Records from a dataset:
────────
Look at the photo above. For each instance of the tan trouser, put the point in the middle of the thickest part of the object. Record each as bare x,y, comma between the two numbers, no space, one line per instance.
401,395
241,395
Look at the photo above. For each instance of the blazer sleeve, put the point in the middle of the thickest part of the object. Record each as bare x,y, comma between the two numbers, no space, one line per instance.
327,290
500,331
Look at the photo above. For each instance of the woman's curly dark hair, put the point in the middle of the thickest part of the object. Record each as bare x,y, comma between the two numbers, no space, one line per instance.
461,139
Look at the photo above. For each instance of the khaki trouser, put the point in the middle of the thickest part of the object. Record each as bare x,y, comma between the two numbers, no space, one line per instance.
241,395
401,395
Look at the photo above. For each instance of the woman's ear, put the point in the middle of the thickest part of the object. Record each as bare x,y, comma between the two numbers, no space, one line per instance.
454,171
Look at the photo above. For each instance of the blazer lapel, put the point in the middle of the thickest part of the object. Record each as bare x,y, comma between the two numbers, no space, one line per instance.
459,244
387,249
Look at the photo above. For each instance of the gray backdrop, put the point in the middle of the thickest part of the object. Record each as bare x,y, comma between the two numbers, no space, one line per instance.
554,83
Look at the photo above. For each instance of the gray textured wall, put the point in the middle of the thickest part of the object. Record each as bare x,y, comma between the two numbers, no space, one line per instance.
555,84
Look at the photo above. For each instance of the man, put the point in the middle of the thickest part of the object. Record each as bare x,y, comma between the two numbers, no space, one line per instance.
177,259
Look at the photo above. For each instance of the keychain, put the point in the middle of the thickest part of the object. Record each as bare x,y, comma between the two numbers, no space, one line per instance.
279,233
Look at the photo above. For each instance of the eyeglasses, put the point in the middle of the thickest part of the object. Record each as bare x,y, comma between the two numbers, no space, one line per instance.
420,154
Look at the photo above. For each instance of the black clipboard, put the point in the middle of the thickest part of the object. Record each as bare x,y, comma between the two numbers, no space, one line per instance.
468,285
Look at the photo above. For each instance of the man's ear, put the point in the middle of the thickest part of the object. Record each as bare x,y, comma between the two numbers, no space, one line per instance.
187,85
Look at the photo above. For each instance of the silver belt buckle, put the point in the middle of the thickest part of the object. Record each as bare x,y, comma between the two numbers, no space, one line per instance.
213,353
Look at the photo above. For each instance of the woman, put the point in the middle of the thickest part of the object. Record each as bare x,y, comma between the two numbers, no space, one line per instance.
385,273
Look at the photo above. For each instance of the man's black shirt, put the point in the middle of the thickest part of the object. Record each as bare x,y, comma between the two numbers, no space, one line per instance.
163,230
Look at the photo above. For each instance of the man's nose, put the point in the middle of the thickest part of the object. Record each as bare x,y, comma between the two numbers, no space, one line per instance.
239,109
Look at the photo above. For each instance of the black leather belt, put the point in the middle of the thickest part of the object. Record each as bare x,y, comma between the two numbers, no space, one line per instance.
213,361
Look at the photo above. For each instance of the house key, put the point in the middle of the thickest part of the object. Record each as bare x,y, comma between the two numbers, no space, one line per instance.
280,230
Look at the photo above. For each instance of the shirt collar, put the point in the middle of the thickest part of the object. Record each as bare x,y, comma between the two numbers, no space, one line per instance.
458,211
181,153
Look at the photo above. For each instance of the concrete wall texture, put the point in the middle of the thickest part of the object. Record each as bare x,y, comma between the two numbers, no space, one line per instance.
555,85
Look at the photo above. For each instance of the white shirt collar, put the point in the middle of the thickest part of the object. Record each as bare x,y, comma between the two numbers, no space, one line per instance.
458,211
────────
> _Task description_
From the line containing "Look at the photo above. For each instance of the shirt" down to the last line of the data above, copy every line exactly; leave out all other lines.

> _Answer box_
Look at the photo above. For each instance of the shirt collar, put the point in the middle of the thickest part of the object. Record each as bare x,y, comma between the two numbers, no space, one line per instance.
458,211
181,153
Look at the photo above. For each instance of the concrete wall texture, put the point in the middle of the thickest part of the object. Record each as bare x,y, comma between the two numbers, no space, one line per instance.
555,85
Look at the photo above. For each instance of the white shirt collar, put the point in the middle of the thickest part of the object. Record each as bare x,y, comma between the two numbers, no space, one line per instance.
458,211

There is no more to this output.